What you need to do:
In the passage on Uganda's Ministry of Justice and Constitutional Affairs, what street address is given for the ministry's headquarters?

Reading text:
The Ministry of Justice and Constitutional Affairs is a cabinet-level government ministry of Uganda. It is responsible for the provision of "legal advice and legal services to government, its allied institutions and to the general public and to support the machinery that provides the legal framework for good governance". The ministry is headed by a cabinet minister, currently Norbert Mao.

Location
The headquarters of the ministry are located at 1 Parliament Avenue, in the Central Division of Kampala, the capital and largest city of Uganda. The coordinates of the ministry headquarters are: 0°18'47.0"N, 32°35'10.0"E (Latitude:0.313056; Longitude:32.586111).

Raw data:

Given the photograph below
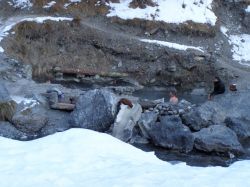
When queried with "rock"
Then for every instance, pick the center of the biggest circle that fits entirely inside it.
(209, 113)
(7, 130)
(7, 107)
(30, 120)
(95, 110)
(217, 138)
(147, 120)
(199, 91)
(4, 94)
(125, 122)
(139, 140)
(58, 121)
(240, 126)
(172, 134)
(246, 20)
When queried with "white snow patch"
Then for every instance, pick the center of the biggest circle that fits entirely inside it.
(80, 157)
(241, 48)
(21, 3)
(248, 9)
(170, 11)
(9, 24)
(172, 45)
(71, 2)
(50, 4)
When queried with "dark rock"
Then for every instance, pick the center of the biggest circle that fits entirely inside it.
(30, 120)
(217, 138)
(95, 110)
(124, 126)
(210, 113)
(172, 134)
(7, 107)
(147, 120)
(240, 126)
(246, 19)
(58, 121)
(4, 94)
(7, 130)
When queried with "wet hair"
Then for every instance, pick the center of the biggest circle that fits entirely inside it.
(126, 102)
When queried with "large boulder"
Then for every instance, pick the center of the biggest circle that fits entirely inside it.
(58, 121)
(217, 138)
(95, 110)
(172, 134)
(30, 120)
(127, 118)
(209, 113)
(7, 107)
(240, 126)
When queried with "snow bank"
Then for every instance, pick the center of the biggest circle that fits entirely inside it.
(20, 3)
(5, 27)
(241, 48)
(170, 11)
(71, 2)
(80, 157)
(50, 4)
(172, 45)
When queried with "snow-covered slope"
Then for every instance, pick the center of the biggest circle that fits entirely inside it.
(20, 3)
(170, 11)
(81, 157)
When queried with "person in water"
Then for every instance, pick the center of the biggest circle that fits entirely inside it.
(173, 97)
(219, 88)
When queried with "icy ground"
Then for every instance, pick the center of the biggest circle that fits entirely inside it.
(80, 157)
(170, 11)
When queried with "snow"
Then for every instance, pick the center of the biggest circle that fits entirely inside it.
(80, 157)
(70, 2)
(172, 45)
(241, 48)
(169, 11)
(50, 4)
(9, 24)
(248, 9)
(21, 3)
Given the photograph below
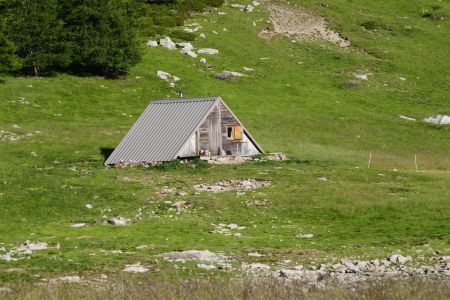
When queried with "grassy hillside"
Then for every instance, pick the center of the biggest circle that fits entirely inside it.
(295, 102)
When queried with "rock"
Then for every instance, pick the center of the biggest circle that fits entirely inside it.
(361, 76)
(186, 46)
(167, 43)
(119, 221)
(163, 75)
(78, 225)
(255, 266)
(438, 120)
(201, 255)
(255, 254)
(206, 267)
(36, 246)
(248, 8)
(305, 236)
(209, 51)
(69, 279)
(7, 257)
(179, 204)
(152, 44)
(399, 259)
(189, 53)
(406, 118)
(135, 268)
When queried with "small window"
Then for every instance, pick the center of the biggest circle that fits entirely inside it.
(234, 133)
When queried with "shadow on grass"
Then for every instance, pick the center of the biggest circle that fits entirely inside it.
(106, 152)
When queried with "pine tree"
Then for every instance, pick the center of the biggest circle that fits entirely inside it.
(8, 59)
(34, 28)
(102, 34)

--

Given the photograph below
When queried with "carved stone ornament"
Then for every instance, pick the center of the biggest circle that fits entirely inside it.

Solution to the exercise:
1 Parliament Avenue, in the Central Division of Kampala